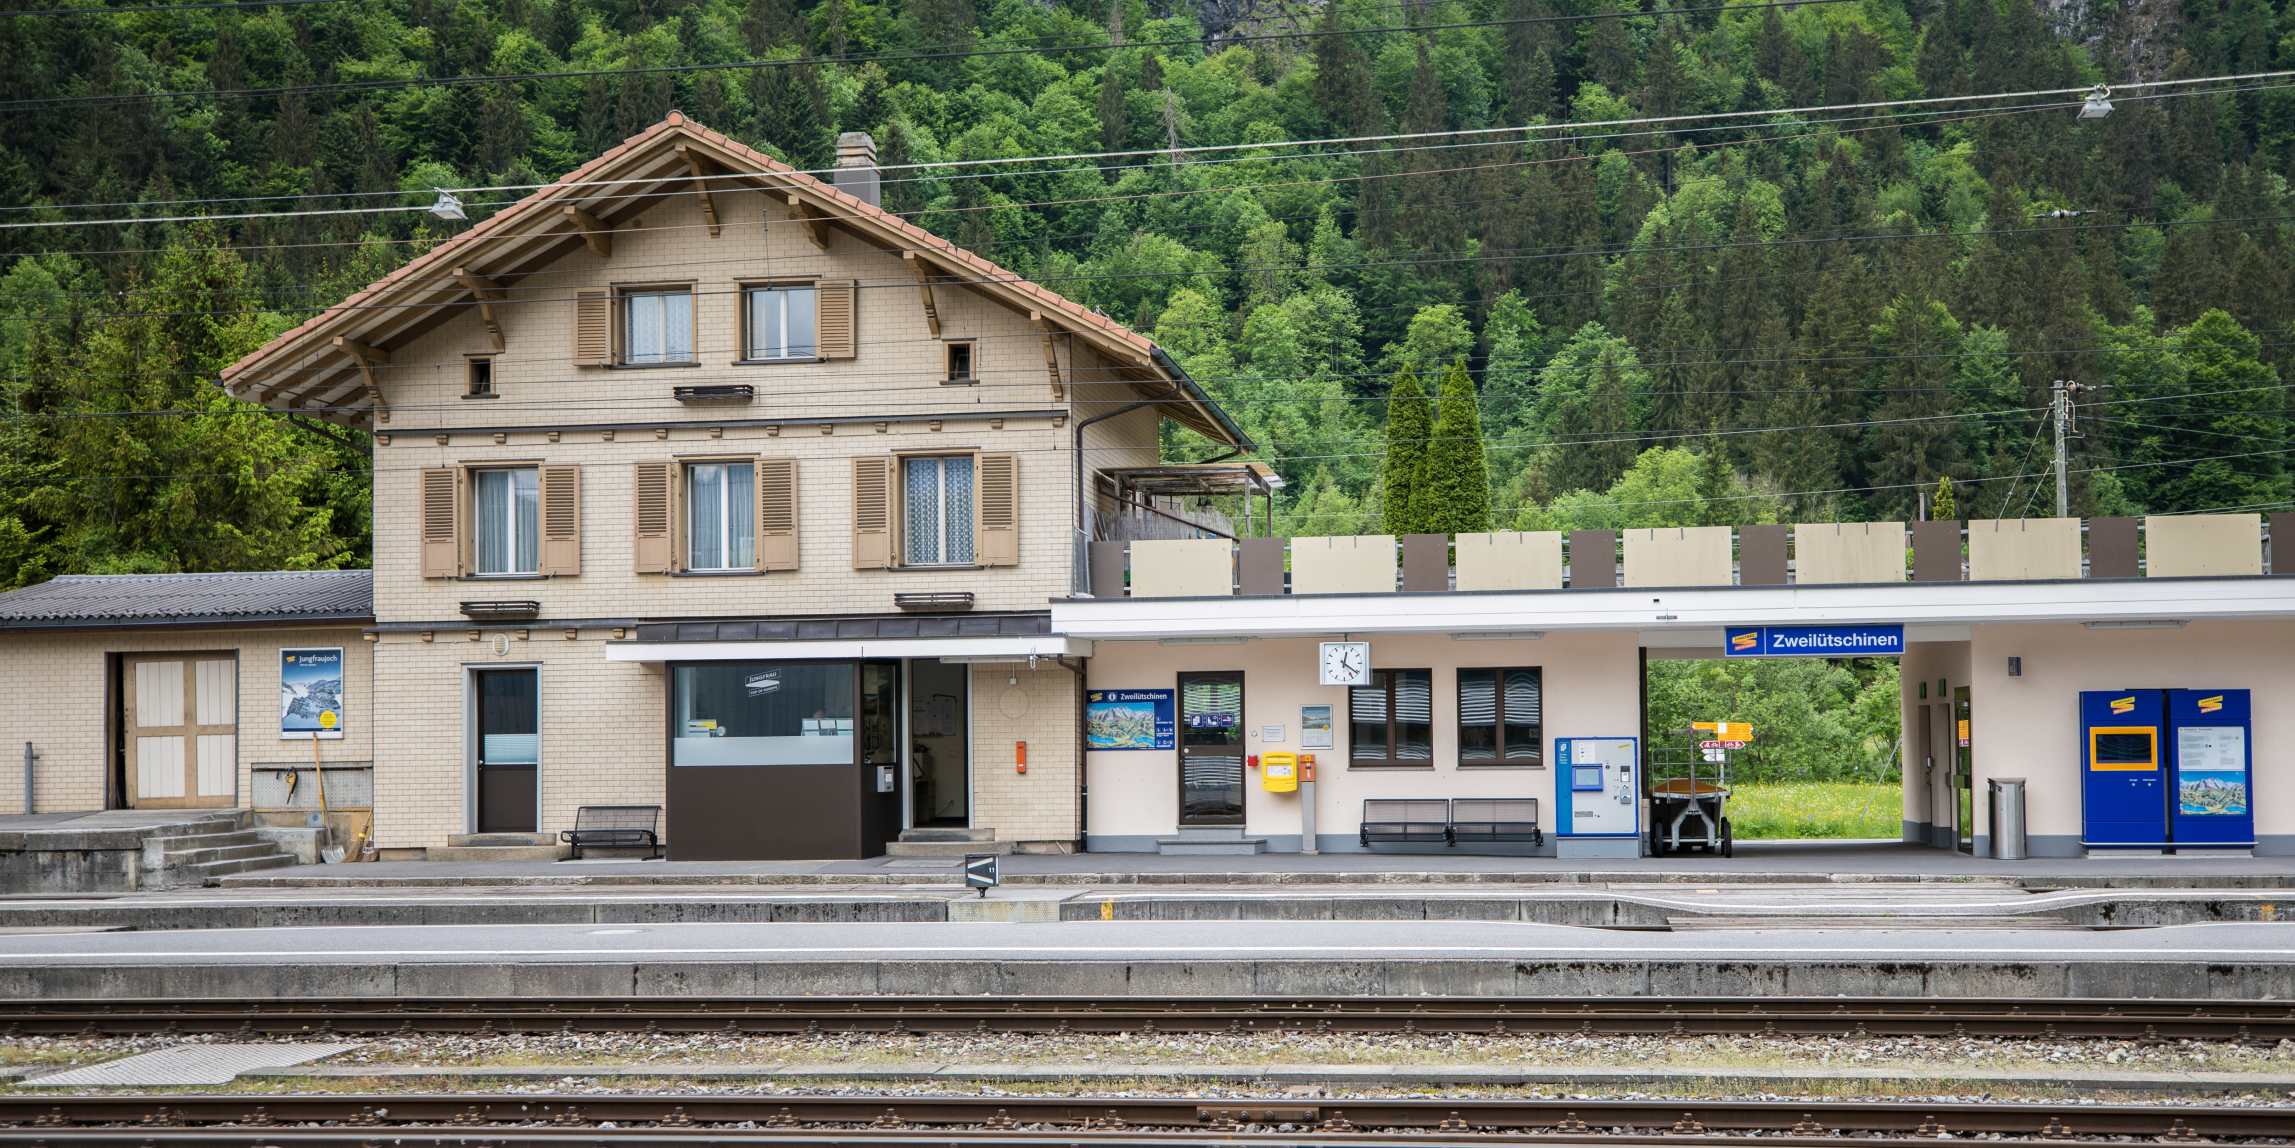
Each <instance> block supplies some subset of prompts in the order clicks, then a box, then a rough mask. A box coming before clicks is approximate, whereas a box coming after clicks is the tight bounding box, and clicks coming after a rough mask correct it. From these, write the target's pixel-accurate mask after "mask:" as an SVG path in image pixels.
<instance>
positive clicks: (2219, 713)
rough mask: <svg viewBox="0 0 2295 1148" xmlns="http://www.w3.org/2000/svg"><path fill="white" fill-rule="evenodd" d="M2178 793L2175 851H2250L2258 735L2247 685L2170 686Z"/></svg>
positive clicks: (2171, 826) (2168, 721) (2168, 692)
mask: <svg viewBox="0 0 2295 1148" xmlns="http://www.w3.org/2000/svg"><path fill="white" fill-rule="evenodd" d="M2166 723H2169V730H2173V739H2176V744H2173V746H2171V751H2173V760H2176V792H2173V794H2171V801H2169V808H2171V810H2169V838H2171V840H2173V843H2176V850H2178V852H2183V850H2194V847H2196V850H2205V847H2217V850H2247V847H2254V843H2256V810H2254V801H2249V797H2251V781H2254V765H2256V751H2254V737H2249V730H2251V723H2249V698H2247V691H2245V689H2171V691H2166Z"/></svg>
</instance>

——————————

WHAT TO PRODUCE: Copy every line of the records above word for word, leaving out the pictures.

ANSWER BOX:
Each <instance> block supplies some subset of prompts in the order clicks, then a box, then a rough mask. A box coming before clicks is approximate, whereas a box coming after clicks is the tight bounding box, and clicks coming after a rough mask correct it. From these, write the target's pixel-accurate mask after "mask:" as an SVG path in image pixels.
<instance>
positive clicks: (2219, 713)
rough mask: <svg viewBox="0 0 2295 1148" xmlns="http://www.w3.org/2000/svg"><path fill="white" fill-rule="evenodd" d="M2178 793L2175 851H2250L2258 735L2247 685L2170 686Z"/></svg>
positive clicks: (2171, 826) (2168, 721) (2168, 692)
mask: <svg viewBox="0 0 2295 1148" xmlns="http://www.w3.org/2000/svg"><path fill="white" fill-rule="evenodd" d="M2166 723H2169V730H2173V739H2176V744H2173V746H2171V751H2173V760H2176V792H2173V794H2171V801H2169V808H2171V810H2169V838H2171V840H2173V843H2176V850H2178V852H2183V850H2194V847H2196V850H2205V847H2217V850H2247V847H2254V843H2256V810H2254V801H2249V797H2251V781H2254V765H2256V751H2254V737H2249V730H2251V723H2249V698H2247V691H2245V689H2171V691H2166Z"/></svg>
</instance>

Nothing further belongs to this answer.